■ **Requirement**
Retype the passage of the supported endpoints page from "Supported Endpoints" up to and including "or traffic policy.", keeping every character unchanged.

■ **Source document**
=== Begin Enclosure ===

Supported Endpoints
AISIX exposes proxy endpoints for the request formats application teams already use. Start here when you need to know which client API shape to call before choosing a provider, model alias, or traffic policy.
Main API Families
| API family | Routes | Use for |
|---|---|---|
| Chat completions | POST /v1/chat/completions | OpenAI-compatible chat requests, streaming chat, tool calling, routed models, and ensemble models. |
| Anthropic messages | POST /v1/messages, POST /v1/messages/count_tokens | Anthropic-style messages requests and token counting for Anthropic-backed models. |
| Responses | POST /v1/responses | OpenAI Responses API clients and agent-style response flows. |
| Text completions | POST /v1/completions | Legacy OpenAI-compatible text completion clients. |
| Embeddings | POST /v1/embeddings | Vector embeddings through supported providers. |
| Rerank | POST /v1/rerank | Document reranking through supported providers. |
| Image generation | POST /v1/images/generations | Text-to-image generation requests. |
| Speech and audio | POST /v1/audio/transcriptions, POST /v1/audio/translations, POST /v1/audio/speech | Speech-to-text, translation, and text-to-speech requests. |
| Provider passthrough | ANY /passthrough/:provider/*rest | Provider-specific calls that should use AISIX authentication and quota checks without AISIX normalizing the request body. |
Discovery and Health
| Endpoint | Use for |
|---|---|
GET /v1/models | Return the model aliases the caller API key can access. Use it when a client needs to discover gateway-facing model names. |
GET /livez | Check whether the proxy listener is alive. Use it for proxy listener health checks, not for model or provider readiness. |
Gateway Behavior
Modeled proxy routes share the same core gateway behavior: AISIX authenticates the caller API key, checks model access, resolves the requested model alias, applies configured controls, dispatches to the selected upstream provider, and records usage and telemetry when the route can be attributed to a model.
Some behavior is route-specific. For example, response caching applies to chat completions when a matching cache policy is configured, ensemble models are supported on chat completions, and token counting is limited to Anthropic-backed models. For provider and route constraints, see Provider Compatibility.
For exact request and response details, see the Proxy API Reference.

=== End Enclosure ===

(Stored entries)
=== Begin Enclosure ===

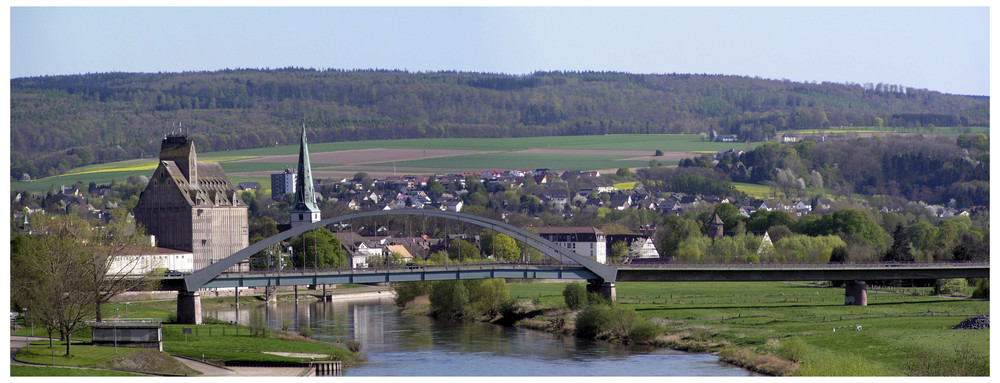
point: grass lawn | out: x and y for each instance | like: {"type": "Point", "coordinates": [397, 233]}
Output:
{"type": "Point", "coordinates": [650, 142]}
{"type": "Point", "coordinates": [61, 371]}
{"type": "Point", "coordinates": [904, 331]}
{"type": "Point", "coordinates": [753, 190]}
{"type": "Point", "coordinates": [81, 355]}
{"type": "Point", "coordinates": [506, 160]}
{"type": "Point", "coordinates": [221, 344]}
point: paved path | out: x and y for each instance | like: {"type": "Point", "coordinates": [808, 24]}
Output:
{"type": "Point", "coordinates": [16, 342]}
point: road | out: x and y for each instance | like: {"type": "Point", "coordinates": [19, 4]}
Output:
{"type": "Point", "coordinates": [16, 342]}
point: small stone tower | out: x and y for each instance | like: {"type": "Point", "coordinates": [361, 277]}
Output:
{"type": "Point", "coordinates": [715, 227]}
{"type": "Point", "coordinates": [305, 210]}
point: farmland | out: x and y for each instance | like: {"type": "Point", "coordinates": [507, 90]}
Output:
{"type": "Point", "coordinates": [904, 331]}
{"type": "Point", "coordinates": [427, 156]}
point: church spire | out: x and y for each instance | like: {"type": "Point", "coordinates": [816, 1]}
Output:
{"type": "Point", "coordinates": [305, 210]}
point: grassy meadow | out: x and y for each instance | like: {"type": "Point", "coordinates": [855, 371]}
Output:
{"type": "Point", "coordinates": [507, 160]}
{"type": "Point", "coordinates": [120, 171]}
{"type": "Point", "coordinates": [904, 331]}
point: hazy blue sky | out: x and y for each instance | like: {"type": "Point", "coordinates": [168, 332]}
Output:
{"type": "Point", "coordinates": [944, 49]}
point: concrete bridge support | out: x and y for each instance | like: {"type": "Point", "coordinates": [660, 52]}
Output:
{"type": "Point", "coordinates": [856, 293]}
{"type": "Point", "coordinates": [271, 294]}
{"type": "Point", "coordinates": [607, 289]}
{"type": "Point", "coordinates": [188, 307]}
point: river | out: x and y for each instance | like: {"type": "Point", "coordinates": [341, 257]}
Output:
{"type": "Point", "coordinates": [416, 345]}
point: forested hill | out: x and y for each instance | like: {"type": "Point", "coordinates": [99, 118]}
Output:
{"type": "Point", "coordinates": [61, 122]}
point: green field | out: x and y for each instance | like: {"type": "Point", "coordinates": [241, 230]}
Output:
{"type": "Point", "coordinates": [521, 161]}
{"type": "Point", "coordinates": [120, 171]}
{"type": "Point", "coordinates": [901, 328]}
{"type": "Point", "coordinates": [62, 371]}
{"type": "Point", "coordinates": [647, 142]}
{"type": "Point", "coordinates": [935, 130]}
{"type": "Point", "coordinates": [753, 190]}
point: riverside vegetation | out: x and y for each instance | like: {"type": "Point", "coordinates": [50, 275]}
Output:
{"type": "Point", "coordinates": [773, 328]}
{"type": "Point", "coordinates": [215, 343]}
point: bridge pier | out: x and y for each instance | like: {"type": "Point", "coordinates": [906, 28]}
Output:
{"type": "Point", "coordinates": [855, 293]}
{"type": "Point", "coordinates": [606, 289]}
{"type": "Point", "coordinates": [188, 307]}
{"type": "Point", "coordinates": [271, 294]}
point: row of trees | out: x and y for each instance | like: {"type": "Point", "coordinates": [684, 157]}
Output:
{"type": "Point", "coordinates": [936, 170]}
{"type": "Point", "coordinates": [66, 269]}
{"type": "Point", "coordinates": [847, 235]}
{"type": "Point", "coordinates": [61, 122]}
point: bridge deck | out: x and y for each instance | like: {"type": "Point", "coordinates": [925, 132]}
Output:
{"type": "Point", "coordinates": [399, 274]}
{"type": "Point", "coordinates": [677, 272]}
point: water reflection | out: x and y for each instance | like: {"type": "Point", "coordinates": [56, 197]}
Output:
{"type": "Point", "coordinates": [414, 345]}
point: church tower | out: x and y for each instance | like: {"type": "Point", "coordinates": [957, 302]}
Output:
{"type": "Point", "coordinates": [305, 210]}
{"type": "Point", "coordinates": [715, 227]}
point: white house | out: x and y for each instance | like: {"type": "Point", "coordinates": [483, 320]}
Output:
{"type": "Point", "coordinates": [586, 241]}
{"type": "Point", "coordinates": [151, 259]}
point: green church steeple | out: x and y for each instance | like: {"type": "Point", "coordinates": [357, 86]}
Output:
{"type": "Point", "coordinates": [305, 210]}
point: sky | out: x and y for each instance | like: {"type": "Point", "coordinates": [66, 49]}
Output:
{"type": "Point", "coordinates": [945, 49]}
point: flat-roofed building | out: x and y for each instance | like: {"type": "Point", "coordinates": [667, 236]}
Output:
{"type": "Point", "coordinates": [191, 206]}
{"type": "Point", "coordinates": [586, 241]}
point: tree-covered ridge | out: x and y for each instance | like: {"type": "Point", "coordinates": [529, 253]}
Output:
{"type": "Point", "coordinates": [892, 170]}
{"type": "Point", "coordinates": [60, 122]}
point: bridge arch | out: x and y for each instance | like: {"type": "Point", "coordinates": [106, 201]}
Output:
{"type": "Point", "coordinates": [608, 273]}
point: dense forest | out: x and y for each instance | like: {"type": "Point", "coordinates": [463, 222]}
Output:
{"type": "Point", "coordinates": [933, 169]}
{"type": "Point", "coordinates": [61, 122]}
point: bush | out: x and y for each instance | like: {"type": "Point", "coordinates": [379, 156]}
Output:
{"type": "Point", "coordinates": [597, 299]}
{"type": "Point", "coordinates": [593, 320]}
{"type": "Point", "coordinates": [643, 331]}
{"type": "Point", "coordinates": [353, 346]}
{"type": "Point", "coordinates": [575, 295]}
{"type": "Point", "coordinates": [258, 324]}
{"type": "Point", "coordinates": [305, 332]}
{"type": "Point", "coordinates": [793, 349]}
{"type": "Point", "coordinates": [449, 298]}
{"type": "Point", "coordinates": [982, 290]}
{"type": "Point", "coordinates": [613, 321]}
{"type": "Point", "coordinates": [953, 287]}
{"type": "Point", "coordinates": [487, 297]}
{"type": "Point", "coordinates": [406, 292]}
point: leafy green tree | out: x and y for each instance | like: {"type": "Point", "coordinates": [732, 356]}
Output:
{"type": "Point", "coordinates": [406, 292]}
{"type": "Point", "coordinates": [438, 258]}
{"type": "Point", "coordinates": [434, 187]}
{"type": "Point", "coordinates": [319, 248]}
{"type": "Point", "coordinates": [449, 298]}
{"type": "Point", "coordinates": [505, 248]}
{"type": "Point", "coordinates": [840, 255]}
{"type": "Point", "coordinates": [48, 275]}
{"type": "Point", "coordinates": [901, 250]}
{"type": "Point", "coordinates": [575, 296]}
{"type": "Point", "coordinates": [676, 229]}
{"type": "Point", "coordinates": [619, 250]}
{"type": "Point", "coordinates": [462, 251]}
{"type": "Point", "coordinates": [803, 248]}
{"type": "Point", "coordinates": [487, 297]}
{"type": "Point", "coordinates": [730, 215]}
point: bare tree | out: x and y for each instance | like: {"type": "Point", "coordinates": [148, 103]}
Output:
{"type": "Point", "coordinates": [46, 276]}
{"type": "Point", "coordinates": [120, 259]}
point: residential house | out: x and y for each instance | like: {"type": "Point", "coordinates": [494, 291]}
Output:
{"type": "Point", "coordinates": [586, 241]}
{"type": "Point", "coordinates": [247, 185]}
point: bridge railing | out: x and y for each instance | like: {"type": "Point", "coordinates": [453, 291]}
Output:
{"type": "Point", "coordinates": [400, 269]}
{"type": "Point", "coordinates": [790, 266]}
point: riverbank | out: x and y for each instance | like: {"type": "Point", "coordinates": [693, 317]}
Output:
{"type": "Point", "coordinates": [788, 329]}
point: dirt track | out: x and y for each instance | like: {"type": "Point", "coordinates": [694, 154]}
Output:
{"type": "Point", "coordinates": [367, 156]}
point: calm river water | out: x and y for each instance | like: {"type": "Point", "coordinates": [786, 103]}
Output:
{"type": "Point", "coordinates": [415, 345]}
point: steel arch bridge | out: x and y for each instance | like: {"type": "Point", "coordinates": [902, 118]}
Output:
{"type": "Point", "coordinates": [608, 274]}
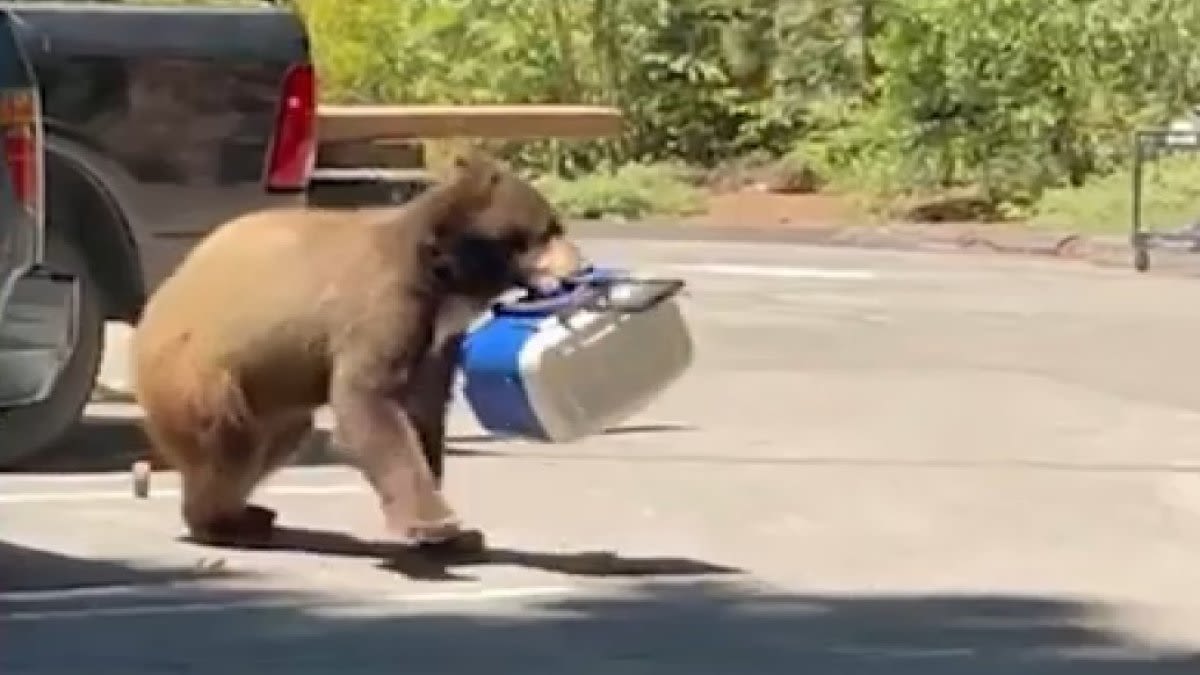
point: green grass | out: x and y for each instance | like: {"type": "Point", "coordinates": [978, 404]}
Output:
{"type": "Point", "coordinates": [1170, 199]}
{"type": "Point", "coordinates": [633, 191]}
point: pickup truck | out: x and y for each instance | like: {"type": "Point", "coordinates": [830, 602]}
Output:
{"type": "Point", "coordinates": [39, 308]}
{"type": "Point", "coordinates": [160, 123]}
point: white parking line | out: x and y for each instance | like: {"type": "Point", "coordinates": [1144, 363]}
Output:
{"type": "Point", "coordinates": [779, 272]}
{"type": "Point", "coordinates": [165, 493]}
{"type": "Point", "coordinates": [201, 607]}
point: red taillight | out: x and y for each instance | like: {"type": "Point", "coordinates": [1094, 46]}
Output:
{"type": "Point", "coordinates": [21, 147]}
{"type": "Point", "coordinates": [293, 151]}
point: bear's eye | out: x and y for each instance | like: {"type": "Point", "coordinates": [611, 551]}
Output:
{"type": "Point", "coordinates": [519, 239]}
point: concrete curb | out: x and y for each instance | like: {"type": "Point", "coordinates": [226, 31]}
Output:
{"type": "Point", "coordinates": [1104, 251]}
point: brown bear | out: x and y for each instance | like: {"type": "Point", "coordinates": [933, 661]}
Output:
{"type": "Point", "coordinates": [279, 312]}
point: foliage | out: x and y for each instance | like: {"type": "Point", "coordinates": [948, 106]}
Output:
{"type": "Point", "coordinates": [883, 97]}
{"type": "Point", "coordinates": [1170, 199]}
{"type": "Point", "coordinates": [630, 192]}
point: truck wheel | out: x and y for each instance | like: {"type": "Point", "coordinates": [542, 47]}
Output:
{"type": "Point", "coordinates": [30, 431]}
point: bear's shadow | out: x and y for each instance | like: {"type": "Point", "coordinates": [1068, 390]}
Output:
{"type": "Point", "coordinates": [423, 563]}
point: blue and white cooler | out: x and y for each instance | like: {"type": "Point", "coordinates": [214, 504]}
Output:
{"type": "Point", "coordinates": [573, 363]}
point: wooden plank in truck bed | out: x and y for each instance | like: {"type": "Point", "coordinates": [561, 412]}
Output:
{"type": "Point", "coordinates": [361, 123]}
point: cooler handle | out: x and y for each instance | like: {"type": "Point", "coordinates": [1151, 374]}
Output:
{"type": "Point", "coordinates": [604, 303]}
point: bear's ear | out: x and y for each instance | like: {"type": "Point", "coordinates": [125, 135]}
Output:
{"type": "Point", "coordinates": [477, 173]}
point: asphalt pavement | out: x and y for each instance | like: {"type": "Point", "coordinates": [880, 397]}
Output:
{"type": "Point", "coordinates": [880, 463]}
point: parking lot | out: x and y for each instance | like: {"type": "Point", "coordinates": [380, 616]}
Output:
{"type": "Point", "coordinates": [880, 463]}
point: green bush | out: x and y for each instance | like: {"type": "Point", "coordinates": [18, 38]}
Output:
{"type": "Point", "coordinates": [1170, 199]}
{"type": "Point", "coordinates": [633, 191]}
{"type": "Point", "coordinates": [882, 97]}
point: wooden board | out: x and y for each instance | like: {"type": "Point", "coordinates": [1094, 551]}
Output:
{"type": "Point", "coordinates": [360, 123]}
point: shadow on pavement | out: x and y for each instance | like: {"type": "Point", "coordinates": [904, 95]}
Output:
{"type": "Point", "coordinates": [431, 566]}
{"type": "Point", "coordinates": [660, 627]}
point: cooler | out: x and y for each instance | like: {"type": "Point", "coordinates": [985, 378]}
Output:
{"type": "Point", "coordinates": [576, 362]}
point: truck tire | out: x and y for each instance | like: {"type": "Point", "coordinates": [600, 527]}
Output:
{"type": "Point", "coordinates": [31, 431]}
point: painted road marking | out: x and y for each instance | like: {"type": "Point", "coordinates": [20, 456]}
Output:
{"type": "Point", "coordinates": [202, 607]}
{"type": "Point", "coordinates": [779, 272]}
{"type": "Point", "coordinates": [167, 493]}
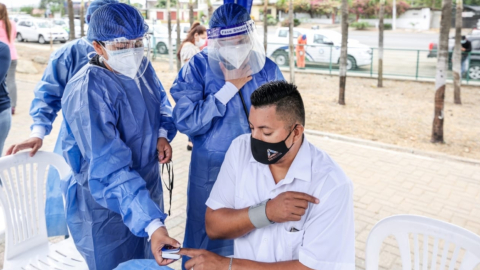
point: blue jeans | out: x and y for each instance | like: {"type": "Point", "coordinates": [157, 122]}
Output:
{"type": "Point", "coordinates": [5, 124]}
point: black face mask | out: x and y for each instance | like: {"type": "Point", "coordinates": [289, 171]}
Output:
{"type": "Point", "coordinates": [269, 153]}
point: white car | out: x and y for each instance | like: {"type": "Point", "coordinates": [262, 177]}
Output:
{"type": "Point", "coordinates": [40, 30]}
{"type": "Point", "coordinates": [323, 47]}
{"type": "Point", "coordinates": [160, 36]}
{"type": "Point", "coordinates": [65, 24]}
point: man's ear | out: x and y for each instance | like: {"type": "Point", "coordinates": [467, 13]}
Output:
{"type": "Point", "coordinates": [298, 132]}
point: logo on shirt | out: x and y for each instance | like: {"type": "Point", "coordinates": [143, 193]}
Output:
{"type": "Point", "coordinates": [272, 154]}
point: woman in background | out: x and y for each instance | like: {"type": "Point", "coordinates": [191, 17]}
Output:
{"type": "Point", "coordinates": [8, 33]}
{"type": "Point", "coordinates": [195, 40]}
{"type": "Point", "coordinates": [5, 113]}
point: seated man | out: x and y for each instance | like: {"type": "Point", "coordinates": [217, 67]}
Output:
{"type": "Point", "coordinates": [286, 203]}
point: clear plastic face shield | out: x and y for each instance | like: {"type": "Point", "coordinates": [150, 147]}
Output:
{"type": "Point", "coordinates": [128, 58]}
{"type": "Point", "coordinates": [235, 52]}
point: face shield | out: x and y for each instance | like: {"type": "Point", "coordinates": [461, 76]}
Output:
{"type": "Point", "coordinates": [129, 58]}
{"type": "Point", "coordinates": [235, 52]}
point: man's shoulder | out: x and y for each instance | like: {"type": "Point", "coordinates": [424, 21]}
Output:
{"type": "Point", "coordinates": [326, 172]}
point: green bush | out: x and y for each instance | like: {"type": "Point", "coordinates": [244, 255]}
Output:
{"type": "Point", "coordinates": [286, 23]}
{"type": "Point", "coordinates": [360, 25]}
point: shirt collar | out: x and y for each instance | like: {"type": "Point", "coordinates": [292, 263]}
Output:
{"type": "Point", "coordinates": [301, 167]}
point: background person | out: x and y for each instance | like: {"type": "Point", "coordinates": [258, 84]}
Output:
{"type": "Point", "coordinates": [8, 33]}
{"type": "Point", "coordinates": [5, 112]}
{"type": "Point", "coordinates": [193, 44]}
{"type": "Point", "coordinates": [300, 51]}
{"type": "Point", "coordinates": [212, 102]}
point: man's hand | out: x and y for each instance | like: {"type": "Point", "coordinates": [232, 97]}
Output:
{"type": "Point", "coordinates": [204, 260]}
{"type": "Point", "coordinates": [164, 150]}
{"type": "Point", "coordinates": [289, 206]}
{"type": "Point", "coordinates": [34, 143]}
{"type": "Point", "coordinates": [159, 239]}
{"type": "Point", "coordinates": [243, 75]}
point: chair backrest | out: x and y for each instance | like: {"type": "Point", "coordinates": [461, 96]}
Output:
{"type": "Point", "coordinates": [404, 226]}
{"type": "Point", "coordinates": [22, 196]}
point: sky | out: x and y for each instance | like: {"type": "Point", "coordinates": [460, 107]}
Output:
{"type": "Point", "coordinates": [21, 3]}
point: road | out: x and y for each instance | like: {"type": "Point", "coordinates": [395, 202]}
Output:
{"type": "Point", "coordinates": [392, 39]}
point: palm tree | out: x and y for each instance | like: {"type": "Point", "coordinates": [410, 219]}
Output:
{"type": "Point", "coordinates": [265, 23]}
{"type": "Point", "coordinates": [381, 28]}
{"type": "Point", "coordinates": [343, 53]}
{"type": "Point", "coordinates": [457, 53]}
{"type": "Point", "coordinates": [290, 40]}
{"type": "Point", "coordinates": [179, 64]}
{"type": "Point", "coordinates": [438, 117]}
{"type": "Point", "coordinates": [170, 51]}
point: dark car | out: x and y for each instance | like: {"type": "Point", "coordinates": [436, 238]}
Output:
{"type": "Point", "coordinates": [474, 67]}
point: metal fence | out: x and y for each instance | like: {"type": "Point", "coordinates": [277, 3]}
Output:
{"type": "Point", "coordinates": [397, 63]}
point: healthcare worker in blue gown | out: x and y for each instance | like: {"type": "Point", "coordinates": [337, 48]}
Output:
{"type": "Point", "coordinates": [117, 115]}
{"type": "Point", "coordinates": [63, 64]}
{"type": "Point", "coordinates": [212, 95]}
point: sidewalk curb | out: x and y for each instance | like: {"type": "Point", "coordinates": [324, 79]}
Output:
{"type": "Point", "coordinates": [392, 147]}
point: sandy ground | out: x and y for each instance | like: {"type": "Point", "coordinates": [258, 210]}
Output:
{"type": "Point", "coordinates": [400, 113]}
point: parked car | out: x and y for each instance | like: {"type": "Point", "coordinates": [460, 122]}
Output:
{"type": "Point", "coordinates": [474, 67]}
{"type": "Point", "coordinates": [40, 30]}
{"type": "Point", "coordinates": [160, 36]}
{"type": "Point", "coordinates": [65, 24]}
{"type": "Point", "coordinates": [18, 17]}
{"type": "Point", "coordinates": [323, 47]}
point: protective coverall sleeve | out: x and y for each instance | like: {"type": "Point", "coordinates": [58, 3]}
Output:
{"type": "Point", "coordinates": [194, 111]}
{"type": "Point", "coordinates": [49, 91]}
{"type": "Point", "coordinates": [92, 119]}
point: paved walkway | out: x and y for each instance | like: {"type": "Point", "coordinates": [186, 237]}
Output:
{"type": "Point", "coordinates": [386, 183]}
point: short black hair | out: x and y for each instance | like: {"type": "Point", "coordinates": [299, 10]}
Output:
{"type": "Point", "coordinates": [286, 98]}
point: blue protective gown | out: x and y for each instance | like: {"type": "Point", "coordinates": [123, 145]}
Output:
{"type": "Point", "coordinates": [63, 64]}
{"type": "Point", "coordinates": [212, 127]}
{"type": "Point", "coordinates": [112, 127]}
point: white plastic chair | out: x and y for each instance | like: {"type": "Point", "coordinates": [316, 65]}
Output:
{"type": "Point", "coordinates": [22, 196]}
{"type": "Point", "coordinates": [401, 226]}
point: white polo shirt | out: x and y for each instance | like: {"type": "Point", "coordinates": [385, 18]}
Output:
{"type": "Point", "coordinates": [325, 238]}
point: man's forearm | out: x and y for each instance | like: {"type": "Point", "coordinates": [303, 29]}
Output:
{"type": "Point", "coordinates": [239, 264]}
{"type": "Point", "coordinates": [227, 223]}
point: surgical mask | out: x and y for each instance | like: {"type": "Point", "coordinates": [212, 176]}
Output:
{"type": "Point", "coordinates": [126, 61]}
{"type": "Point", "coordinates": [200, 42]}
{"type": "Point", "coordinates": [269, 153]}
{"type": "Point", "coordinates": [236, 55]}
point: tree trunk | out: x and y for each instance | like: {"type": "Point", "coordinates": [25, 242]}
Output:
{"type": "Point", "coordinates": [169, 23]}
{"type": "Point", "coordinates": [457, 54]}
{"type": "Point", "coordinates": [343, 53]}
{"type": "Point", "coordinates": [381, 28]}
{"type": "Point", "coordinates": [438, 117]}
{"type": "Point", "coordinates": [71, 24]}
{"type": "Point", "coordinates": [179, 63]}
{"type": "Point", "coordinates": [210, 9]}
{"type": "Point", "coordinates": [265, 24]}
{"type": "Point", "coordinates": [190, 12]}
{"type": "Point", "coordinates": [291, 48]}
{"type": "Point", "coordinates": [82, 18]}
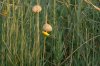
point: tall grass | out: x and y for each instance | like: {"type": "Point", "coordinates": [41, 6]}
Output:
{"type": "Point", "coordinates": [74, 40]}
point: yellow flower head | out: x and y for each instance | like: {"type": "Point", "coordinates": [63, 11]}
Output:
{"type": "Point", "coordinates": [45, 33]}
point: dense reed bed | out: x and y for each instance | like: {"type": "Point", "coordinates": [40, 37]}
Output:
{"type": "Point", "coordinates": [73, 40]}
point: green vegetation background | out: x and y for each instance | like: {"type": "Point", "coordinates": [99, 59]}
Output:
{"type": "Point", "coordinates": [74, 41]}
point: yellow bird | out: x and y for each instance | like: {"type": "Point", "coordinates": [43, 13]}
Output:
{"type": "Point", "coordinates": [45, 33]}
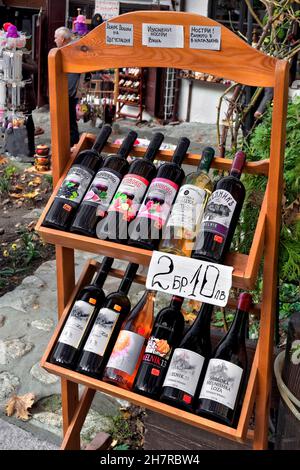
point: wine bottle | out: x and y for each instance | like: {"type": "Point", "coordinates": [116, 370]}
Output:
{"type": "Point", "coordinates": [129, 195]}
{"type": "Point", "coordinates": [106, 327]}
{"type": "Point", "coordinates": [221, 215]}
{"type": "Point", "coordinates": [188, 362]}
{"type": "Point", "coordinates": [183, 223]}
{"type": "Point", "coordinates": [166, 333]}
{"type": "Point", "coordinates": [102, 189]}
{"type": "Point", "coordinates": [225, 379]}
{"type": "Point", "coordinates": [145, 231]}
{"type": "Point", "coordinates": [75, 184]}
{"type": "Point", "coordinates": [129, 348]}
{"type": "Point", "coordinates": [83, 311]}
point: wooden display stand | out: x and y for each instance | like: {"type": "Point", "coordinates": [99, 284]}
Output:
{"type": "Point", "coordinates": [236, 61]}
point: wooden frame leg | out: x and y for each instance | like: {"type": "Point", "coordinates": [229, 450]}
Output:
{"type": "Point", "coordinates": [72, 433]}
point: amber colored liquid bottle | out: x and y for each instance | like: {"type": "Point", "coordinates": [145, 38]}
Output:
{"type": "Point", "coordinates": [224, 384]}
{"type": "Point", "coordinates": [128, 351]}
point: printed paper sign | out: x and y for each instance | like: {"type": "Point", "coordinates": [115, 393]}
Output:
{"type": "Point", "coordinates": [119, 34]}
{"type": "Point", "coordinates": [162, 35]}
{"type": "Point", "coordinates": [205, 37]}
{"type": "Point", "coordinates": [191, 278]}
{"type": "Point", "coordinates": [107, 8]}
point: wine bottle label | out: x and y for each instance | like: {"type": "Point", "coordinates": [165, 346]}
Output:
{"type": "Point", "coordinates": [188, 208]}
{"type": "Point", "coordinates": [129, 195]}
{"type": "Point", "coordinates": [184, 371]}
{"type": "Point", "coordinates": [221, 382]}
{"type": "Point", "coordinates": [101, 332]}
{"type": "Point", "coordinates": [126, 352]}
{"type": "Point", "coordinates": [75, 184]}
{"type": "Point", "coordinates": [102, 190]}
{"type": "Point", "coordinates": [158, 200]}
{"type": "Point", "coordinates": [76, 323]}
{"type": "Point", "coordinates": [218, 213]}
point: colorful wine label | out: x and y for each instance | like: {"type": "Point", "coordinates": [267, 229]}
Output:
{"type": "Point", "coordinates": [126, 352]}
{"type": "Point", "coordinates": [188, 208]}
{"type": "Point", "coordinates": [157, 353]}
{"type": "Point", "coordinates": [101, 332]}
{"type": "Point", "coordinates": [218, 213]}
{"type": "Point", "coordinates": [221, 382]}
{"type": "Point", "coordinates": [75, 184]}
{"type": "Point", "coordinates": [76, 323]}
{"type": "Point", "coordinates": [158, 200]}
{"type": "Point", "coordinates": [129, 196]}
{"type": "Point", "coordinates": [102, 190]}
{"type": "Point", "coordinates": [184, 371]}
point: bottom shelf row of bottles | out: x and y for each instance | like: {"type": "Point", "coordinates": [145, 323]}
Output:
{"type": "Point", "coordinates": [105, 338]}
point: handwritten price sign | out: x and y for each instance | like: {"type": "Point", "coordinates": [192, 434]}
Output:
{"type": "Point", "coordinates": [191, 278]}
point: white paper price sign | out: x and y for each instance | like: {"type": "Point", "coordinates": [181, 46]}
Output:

=== End Enclosure ===

■ **Response to this exercise**
Supported Endpoints
AISIX exposes proxy endpoints for the request formats application teams already use. Start here when you need to know which client API shape to call before choosing a provider, model alias, or traffic policy.